Required task => Reproduce verbatim the lines below from the one containing "Return the mask of every instance of the distant" through the one containing "97], [8, 97]]]", including both end lines.

====== Materials provided ======

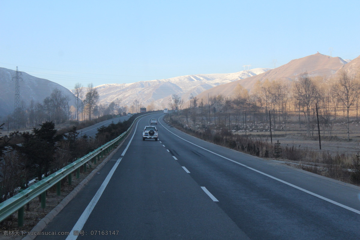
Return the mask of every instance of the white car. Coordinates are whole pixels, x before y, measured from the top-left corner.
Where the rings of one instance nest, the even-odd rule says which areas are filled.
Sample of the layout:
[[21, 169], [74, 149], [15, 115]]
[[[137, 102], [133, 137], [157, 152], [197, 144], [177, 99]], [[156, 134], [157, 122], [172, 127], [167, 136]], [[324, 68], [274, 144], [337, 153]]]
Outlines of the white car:
[[143, 141], [145, 139], [154, 139], [157, 141], [157, 129], [154, 126], [146, 126], [143, 131]]

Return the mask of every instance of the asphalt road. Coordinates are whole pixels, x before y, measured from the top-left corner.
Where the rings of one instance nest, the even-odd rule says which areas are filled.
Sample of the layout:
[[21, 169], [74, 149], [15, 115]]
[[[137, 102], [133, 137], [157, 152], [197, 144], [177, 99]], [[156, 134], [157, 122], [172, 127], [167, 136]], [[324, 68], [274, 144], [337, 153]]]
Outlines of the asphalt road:
[[[80, 235], [51, 239], [359, 239], [360, 187], [198, 139], [163, 115], [141, 118], [44, 230]], [[159, 141], [143, 141], [154, 117]]]

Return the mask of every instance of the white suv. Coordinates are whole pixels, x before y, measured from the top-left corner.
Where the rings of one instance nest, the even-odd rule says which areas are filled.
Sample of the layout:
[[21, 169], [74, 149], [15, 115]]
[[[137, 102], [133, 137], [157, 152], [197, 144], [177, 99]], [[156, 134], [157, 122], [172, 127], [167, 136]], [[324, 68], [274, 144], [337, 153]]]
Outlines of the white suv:
[[154, 126], [146, 126], [143, 131], [143, 141], [147, 139], [154, 139], [157, 141], [157, 129]]

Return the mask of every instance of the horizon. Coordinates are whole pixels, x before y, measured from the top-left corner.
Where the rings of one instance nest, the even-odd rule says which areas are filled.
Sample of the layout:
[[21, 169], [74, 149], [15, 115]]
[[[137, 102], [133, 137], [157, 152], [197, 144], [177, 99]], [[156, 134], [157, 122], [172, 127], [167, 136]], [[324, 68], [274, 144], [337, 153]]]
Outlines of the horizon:
[[90, 3], [3, 3], [1, 66], [71, 90], [77, 82], [230, 73], [250, 64], [272, 69], [318, 51], [344, 60], [360, 55], [358, 1], [336, 9], [324, 1]]

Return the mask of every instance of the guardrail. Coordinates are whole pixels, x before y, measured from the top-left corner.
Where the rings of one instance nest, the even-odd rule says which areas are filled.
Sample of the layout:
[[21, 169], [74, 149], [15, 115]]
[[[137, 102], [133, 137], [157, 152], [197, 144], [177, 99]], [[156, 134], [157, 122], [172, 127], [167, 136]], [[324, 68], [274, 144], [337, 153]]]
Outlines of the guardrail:
[[138, 118], [144, 115], [152, 113], [153, 113], [138, 117], [134, 119], [131, 125], [126, 132], [114, 139], [108, 142], [26, 189], [19, 190], [19, 193], [0, 203], [0, 222], [18, 211], [18, 225], [19, 227], [22, 226], [23, 224], [24, 206], [27, 203], [37, 196], [41, 195], [41, 207], [45, 208], [46, 207], [45, 193], [47, 190], [56, 184], [57, 194], [59, 196], [60, 181], [63, 178], [67, 176], [69, 184], [71, 184], [72, 174], [74, 171], [77, 171], [77, 178], [78, 178], [80, 173], [80, 167], [81, 166], [84, 166], [84, 171], [86, 171], [86, 164], [87, 162], [93, 160], [96, 164], [96, 158], [98, 160], [99, 160], [100, 156], [101, 158], [103, 157], [104, 152], [106, 154], [112, 150], [115, 146], [118, 144], [127, 135]]

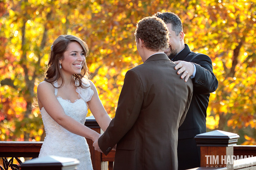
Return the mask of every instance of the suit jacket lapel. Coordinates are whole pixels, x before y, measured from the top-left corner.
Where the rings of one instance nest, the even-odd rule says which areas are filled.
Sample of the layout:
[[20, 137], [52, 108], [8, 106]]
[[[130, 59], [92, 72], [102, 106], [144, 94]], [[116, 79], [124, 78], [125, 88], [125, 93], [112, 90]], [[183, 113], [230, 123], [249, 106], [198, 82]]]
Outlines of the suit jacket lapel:
[[175, 62], [178, 60], [184, 61], [185, 58], [190, 52], [190, 49], [187, 44], [185, 44], [185, 48], [174, 57], [172, 61]]

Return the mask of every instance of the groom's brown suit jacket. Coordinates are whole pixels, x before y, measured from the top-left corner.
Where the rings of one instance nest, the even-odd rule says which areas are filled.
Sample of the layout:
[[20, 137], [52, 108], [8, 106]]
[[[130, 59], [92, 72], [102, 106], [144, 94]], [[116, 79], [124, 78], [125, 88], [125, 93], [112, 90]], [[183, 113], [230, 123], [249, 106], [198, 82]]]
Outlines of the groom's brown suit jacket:
[[98, 140], [105, 155], [117, 143], [114, 170], [177, 169], [178, 128], [193, 87], [175, 65], [157, 54], [126, 73], [115, 117]]

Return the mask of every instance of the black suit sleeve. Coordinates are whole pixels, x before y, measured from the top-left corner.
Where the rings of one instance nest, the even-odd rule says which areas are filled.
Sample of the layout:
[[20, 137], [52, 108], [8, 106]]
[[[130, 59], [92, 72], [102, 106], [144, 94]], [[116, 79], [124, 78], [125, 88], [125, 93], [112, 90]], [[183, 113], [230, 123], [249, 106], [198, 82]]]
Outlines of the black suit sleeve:
[[207, 55], [196, 54], [191, 62], [195, 64], [196, 72], [193, 79], [194, 92], [209, 94], [218, 87], [218, 80], [213, 72], [212, 61]]
[[115, 118], [98, 140], [100, 149], [107, 155], [130, 129], [140, 112], [143, 89], [139, 77], [132, 70], [125, 75]]

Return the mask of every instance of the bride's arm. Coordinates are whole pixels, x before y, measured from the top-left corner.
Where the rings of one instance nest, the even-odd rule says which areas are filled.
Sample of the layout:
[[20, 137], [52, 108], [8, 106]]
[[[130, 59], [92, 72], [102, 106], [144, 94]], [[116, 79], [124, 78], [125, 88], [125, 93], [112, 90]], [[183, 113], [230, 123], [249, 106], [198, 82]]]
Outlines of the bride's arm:
[[101, 129], [105, 132], [111, 121], [106, 110], [99, 97], [97, 89], [93, 83], [90, 81], [91, 89], [94, 91], [91, 99], [87, 102], [89, 108]]
[[94, 141], [98, 138], [99, 134], [65, 114], [54, 94], [54, 88], [51, 84], [45, 81], [40, 83], [38, 87], [37, 94], [40, 109], [43, 107], [59, 124], [73, 133]]

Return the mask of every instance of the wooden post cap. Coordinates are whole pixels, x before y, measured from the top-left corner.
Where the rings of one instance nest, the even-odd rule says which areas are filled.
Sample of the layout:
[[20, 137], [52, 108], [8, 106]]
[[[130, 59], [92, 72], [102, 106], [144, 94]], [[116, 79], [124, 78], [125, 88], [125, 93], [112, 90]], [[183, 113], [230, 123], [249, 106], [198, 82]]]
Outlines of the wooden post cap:
[[216, 130], [197, 135], [197, 146], [229, 147], [236, 145], [240, 136], [236, 133]]
[[75, 170], [79, 163], [76, 159], [51, 155], [26, 161], [20, 165], [20, 169]]

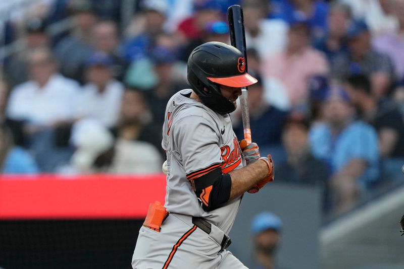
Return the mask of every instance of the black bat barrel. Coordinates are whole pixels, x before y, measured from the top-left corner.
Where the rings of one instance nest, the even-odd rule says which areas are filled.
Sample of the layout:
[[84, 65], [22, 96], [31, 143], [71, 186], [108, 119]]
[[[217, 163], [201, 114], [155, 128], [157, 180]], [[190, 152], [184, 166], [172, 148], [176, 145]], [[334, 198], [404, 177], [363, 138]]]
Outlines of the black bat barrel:
[[247, 53], [242, 8], [238, 5], [231, 6], [227, 9], [227, 16], [229, 19], [231, 45], [237, 48], [244, 55], [245, 59], [245, 70], [246, 71]]

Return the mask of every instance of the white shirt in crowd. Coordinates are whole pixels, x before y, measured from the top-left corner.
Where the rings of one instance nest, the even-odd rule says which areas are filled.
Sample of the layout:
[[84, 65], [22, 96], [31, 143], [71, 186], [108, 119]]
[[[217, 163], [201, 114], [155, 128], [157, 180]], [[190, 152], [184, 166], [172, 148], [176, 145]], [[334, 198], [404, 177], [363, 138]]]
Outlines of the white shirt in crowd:
[[79, 117], [90, 118], [107, 127], [113, 126], [119, 116], [124, 91], [122, 83], [111, 80], [100, 93], [93, 84], [85, 85], [77, 106]]
[[72, 119], [77, 113], [79, 92], [77, 82], [60, 74], [52, 76], [42, 88], [29, 81], [13, 89], [7, 113], [13, 119], [28, 120], [40, 125]]
[[114, 161], [108, 172], [121, 174], [161, 173], [162, 164], [159, 151], [152, 144], [118, 139]]

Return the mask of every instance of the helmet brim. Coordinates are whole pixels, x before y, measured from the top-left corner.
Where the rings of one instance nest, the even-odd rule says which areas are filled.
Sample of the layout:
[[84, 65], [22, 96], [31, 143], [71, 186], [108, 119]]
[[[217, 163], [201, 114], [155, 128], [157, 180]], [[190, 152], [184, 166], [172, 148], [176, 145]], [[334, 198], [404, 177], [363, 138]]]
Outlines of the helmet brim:
[[227, 77], [227, 78], [207, 78], [208, 80], [229, 87], [243, 87], [252, 85], [258, 81], [257, 79], [247, 73], [239, 76]]

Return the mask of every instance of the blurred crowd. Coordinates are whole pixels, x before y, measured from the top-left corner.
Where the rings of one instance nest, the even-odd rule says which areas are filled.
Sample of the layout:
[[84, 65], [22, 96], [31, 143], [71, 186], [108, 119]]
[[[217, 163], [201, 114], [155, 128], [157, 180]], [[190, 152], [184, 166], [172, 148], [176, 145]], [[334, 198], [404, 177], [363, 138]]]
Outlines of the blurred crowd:
[[[226, 11], [238, 4], [259, 79], [253, 140], [276, 180], [321, 188], [324, 210], [339, 213], [400, 178], [403, 0], [38, 3], [3, 18], [4, 44], [23, 41], [2, 59], [3, 173], [160, 172], [165, 105], [189, 87], [188, 55], [229, 43]], [[49, 30], [67, 18], [68, 30]], [[240, 112], [232, 119], [241, 140]]]

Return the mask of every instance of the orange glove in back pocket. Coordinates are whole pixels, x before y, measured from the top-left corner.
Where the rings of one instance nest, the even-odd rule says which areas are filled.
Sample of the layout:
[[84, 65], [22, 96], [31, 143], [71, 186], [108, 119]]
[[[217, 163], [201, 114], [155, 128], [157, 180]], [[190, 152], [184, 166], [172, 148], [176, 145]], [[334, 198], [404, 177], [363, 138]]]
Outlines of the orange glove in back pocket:
[[162, 206], [159, 201], [156, 201], [154, 204], [150, 204], [143, 225], [152, 230], [160, 232], [161, 224], [168, 214], [169, 212], [166, 208]]

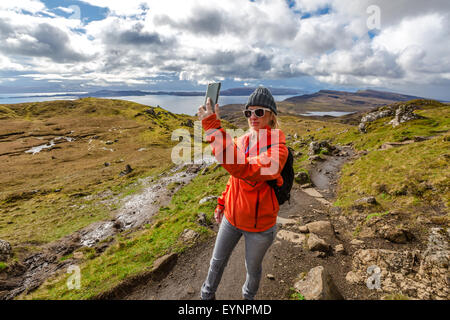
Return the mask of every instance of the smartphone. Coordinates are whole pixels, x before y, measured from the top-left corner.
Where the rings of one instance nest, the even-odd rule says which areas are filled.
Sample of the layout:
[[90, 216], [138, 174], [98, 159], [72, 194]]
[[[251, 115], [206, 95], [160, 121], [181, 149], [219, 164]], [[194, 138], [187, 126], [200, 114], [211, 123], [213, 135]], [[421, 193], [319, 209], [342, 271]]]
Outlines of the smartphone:
[[206, 89], [205, 106], [208, 98], [211, 98], [211, 107], [213, 112], [217, 101], [219, 101], [220, 86], [220, 82], [208, 83], [208, 88]]

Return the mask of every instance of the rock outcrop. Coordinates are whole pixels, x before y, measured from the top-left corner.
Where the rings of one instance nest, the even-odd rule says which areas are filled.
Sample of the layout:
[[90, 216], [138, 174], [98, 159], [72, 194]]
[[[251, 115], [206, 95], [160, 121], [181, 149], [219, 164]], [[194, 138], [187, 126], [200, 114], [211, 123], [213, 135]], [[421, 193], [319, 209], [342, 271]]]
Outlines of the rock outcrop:
[[417, 110], [419, 106], [415, 104], [393, 104], [378, 108], [375, 111], [369, 112], [365, 116], [361, 118], [361, 122], [359, 124], [359, 131], [361, 133], [367, 132], [367, 123], [373, 122], [381, 118], [386, 117], [394, 117], [389, 124], [391, 124], [394, 128], [401, 123], [411, 121], [414, 119], [419, 119], [420, 116], [414, 113], [414, 110]]
[[401, 293], [422, 300], [448, 299], [449, 238], [448, 231], [433, 228], [423, 252], [359, 249], [353, 255], [352, 271], [346, 280], [386, 294]]
[[8, 260], [12, 255], [12, 248], [8, 241], [0, 239], [0, 262]]
[[318, 266], [294, 284], [306, 300], [342, 300], [344, 299], [324, 267]]

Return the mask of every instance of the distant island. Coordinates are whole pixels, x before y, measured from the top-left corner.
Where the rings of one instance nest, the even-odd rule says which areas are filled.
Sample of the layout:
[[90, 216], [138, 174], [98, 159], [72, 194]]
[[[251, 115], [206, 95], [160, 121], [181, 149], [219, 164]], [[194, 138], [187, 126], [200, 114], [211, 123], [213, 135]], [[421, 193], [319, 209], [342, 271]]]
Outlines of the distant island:
[[[256, 88], [255, 87], [245, 87], [245, 88], [231, 88], [220, 91], [221, 96], [249, 96]], [[299, 89], [289, 89], [289, 88], [269, 88], [273, 95], [297, 95], [302, 94], [304, 91]], [[150, 96], [150, 95], [170, 95], [170, 96], [204, 96], [204, 91], [141, 91], [141, 90], [99, 90], [94, 92], [88, 92], [84, 94], [79, 93], [55, 93], [51, 95], [44, 95], [45, 97], [67, 97], [73, 96], [78, 98], [105, 98], [105, 97], [129, 97], [129, 96]], [[29, 95], [21, 96], [20, 98], [36, 98], [43, 97], [40, 95]], [[16, 98], [16, 97], [8, 97]]]

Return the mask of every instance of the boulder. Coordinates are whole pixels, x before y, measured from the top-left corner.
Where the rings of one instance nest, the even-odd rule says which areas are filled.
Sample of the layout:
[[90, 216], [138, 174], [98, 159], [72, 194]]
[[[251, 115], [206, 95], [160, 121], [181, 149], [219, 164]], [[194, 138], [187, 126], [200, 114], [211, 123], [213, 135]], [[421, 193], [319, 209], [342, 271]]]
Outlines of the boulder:
[[309, 232], [323, 237], [333, 237], [334, 229], [330, 221], [314, 221], [305, 225]]
[[309, 270], [308, 274], [294, 284], [306, 300], [343, 300], [330, 274], [322, 266]]
[[378, 277], [378, 291], [386, 294], [402, 292], [414, 299], [448, 299], [449, 240], [445, 229], [433, 228], [424, 251], [357, 250], [346, 279], [350, 283], [370, 285], [371, 278]]
[[192, 241], [195, 241], [198, 236], [199, 236], [199, 234], [197, 232], [195, 232], [194, 230], [184, 229], [184, 231], [181, 233], [179, 239], [182, 242], [192, 242]]
[[152, 278], [154, 280], [161, 280], [166, 276], [170, 270], [172, 270], [173, 266], [176, 264], [178, 259], [178, 255], [176, 253], [169, 253], [153, 262], [152, 267]]
[[119, 176], [120, 176], [120, 177], [125, 176], [125, 175], [129, 174], [131, 171], [133, 171], [133, 169], [131, 168], [131, 166], [130, 166], [129, 164], [127, 164], [127, 165], [125, 166], [125, 170], [121, 171], [121, 172], [119, 173]]
[[414, 239], [414, 235], [404, 227], [386, 226], [380, 233], [384, 239], [394, 243], [407, 243]]
[[344, 245], [343, 245], [343, 244], [338, 244], [338, 245], [336, 245], [336, 246], [334, 247], [334, 251], [335, 251], [336, 253], [342, 253], [342, 254], [345, 254], [345, 248], [344, 248]]
[[355, 201], [355, 205], [377, 204], [375, 197], [364, 197]]
[[306, 183], [310, 183], [308, 173], [305, 171], [299, 171], [295, 175], [295, 182], [297, 182], [298, 184], [302, 184], [302, 185], [306, 184]]
[[204, 204], [205, 202], [208, 202], [208, 201], [211, 201], [211, 200], [216, 200], [216, 199], [217, 199], [217, 196], [207, 196], [207, 197], [202, 198], [198, 202], [198, 204]]
[[330, 250], [330, 245], [314, 233], [309, 234], [307, 245], [308, 249], [311, 251], [328, 252]]
[[0, 261], [6, 261], [12, 256], [11, 244], [0, 239]]
[[208, 226], [208, 219], [206, 218], [206, 214], [204, 212], [199, 212], [197, 215], [197, 222], [202, 226]]
[[392, 127], [397, 127], [401, 123], [420, 119], [421, 116], [415, 114], [413, 111], [416, 110], [418, 107], [415, 105], [401, 105], [398, 107], [397, 110], [395, 110], [395, 116], [394, 119], [392, 119], [389, 124], [392, 124]]

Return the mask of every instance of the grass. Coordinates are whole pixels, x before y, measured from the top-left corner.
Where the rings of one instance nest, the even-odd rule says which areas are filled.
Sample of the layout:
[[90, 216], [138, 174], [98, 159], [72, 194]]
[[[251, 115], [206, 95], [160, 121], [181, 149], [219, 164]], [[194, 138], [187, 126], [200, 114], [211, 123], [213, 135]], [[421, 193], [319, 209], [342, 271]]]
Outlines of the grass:
[[[145, 112], [150, 109], [154, 114]], [[183, 128], [192, 133], [184, 125], [187, 120], [196, 118], [116, 99], [0, 105], [0, 136], [24, 132], [0, 141], [0, 239], [23, 257], [110, 219], [122, 198], [140, 191], [140, 178], [173, 166], [172, 146], [178, 142], [171, 140], [171, 132]], [[24, 152], [69, 135], [76, 140], [34, 155]], [[108, 140], [115, 142], [106, 145]], [[2, 156], [14, 150], [20, 152]], [[127, 164], [133, 171], [120, 177]]]
[[370, 219], [372, 219], [373, 217], [382, 217], [389, 214], [389, 211], [385, 211], [385, 212], [375, 212], [375, 213], [370, 213], [367, 215], [365, 223], [369, 222]]
[[68, 290], [66, 280], [70, 275], [60, 274], [19, 299], [89, 299], [129, 276], [149, 270], [158, 257], [182, 252], [187, 244], [178, 241], [178, 237], [184, 229], [195, 230], [201, 238], [210, 236], [210, 229], [198, 225], [196, 220], [199, 212], [205, 212], [212, 221], [215, 202], [199, 205], [199, 201], [207, 195], [219, 195], [227, 180], [228, 174], [222, 168], [197, 176], [174, 194], [170, 205], [160, 208], [146, 228], [128, 237], [119, 235], [104, 254], [86, 257], [80, 265], [80, 290]]
[[[120, 100], [81, 100], [66, 102], [62, 108], [65, 108], [65, 112], [73, 112], [72, 118], [80, 119], [82, 124], [55, 118], [57, 107], [61, 107], [59, 102], [55, 105], [50, 103], [48, 106], [44, 104], [46, 108], [40, 112], [38, 103], [27, 105], [23, 110], [19, 107], [0, 106], [3, 107], [0, 109], [0, 116], [9, 117], [8, 121], [4, 122], [5, 127], [9, 126], [9, 132], [13, 129], [19, 131], [17, 128], [21, 126], [26, 128], [23, 131], [30, 130], [31, 127], [26, 123], [36, 124], [37, 128], [42, 130], [47, 127], [45, 123], [51, 121], [59, 126], [70, 124], [77, 125], [79, 129], [89, 127], [90, 132], [94, 132], [93, 128], [99, 124], [104, 129], [117, 128], [119, 123], [122, 127], [125, 127], [125, 124], [130, 127], [138, 124], [137, 128], [122, 134], [107, 130], [97, 133], [103, 135], [102, 140], [119, 139], [119, 142], [108, 146], [116, 149], [112, 154], [95, 151], [86, 153], [75, 145], [68, 149], [42, 153], [35, 158], [22, 159], [21, 155], [16, 157], [15, 161], [3, 163], [6, 167], [2, 169], [8, 168], [9, 171], [5, 169], [8, 173], [0, 177], [4, 179], [0, 183], [5, 186], [5, 191], [0, 193], [0, 201], [3, 201], [0, 206], [6, 209], [6, 214], [0, 217], [0, 238], [12, 240], [10, 242], [15, 248], [17, 245], [36, 247], [70, 234], [93, 221], [109, 218], [112, 208], [118, 208], [119, 205], [110, 203], [102, 207], [95, 196], [110, 191], [112, 197], [120, 200], [126, 195], [139, 192], [139, 178], [170, 167], [167, 164], [170, 163], [170, 148], [174, 145], [173, 141], [169, 141], [171, 129], [180, 127], [182, 121], [192, 118], [173, 115], [157, 108], [154, 110], [160, 112], [160, 115], [154, 117], [143, 112], [148, 107], [127, 104]], [[423, 119], [402, 124], [397, 128], [386, 124], [389, 118], [381, 119], [370, 123], [366, 134], [359, 133], [353, 126], [338, 122], [281, 116], [281, 129], [285, 134], [297, 133], [299, 136], [297, 139], [288, 140], [288, 145], [295, 151], [302, 152], [302, 155], [295, 159], [295, 171], [308, 171], [308, 147], [311, 141], [351, 143], [356, 150], [367, 150], [368, 154], [344, 166], [334, 206], [341, 207], [344, 213], [352, 213], [355, 200], [373, 195], [378, 205], [369, 207], [362, 213], [366, 222], [389, 212], [405, 212], [411, 217], [430, 215], [431, 221], [448, 224], [449, 106], [427, 101], [414, 103], [423, 104], [423, 109], [416, 111]], [[40, 105], [41, 109], [42, 106]], [[37, 116], [40, 119], [36, 119]], [[118, 118], [125, 122], [115, 122]], [[21, 126], [17, 126], [18, 123]], [[227, 125], [225, 124], [225, 127]], [[66, 129], [69, 128], [70, 126]], [[192, 128], [187, 129], [193, 131]], [[0, 131], [1, 135], [4, 131]], [[398, 148], [379, 150], [383, 143], [403, 141], [414, 136], [432, 138]], [[294, 143], [296, 141], [298, 143]], [[28, 141], [31, 142], [33, 141]], [[97, 144], [97, 147], [100, 146], [101, 144]], [[149, 150], [133, 151], [141, 147]], [[61, 157], [64, 161], [47, 163], [50, 155]], [[125, 160], [123, 163], [115, 162], [121, 158]], [[90, 159], [93, 161], [89, 162]], [[112, 165], [104, 167], [105, 161]], [[132, 174], [118, 178], [118, 172], [123, 170], [127, 163], [134, 169]], [[71, 164], [75, 165], [70, 166]], [[53, 175], [47, 177], [46, 174], [49, 173]], [[219, 195], [227, 180], [228, 174], [222, 168], [214, 172], [209, 170], [206, 175], [199, 175], [190, 184], [182, 186], [174, 194], [170, 205], [160, 208], [153, 222], [142, 230], [115, 237], [114, 244], [101, 255], [91, 248], [82, 249], [84, 259], [80, 264], [80, 290], [68, 290], [66, 280], [69, 275], [61, 273], [49, 279], [37, 291], [19, 298], [89, 299], [129, 276], [149, 270], [158, 257], [168, 252], [182, 252], [187, 244], [180, 243], [178, 237], [184, 229], [193, 229], [200, 233], [202, 238], [210, 236], [211, 231], [199, 226], [196, 219], [199, 212], [205, 212], [207, 219], [212, 221], [215, 203], [206, 202], [199, 205], [198, 202], [205, 196]], [[175, 190], [177, 187], [172, 184], [169, 189]], [[39, 192], [30, 194], [29, 191], [34, 188], [39, 189]], [[58, 188], [62, 190], [55, 192]], [[94, 197], [89, 198], [89, 195]], [[82, 206], [84, 207], [81, 208]], [[357, 226], [354, 235], [360, 231], [361, 225]], [[64, 257], [69, 258], [70, 256]], [[301, 297], [301, 294], [298, 294], [290, 298]]]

======

Response =>
Return the mask of every instance of the distant island. Coordinates are whole pixels, x before y, measured from the top-left corner.
Where the rings of one instance nest, the even-odd rule says which areas are filled.
Sample of the layout:
[[90, 216], [138, 174], [98, 159], [72, 194]]
[[[251, 115], [206, 95], [160, 121], [181, 149], [219, 164]], [[194, 138], [187, 126], [200, 114], [211, 123], [213, 135]], [[421, 193], [319, 209], [342, 271]]]
Outlines of the distant island:
[[[256, 88], [255, 87], [245, 87], [245, 88], [231, 88], [220, 91], [221, 96], [249, 96]], [[299, 89], [289, 89], [289, 88], [269, 88], [273, 95], [297, 95], [302, 94], [304, 91]], [[150, 96], [150, 95], [170, 95], [170, 96], [204, 96], [204, 91], [141, 91], [141, 90], [99, 90], [94, 92], [88, 92], [84, 94], [79, 93], [55, 93], [51, 95], [44, 95], [45, 97], [67, 97], [73, 96], [78, 98], [105, 98], [105, 97], [129, 97], [129, 96]], [[29, 95], [21, 96], [20, 98], [36, 98], [43, 97], [40, 95]], [[16, 98], [16, 97], [8, 97]]]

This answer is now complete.